#### [Your goal]
A word-for-word copy of the following listing is needed. Leave out its images.

#### [Supplied data]
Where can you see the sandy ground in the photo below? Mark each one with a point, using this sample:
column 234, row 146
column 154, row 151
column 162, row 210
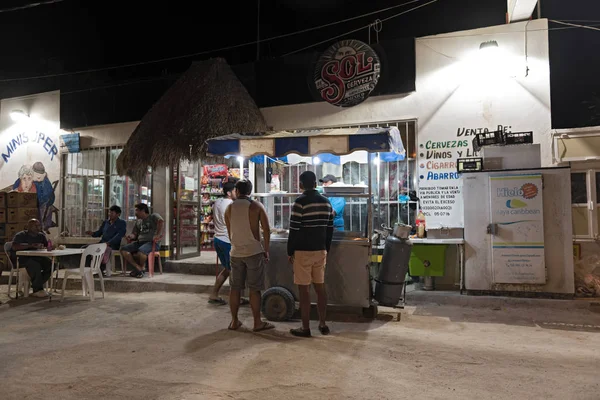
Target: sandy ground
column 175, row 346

#### [Expected answer]
Where can you see the sandy ground in the photo below? Mark each one with a point, using this sample:
column 234, row 146
column 154, row 151
column 162, row 210
Target: sandy ground
column 175, row 346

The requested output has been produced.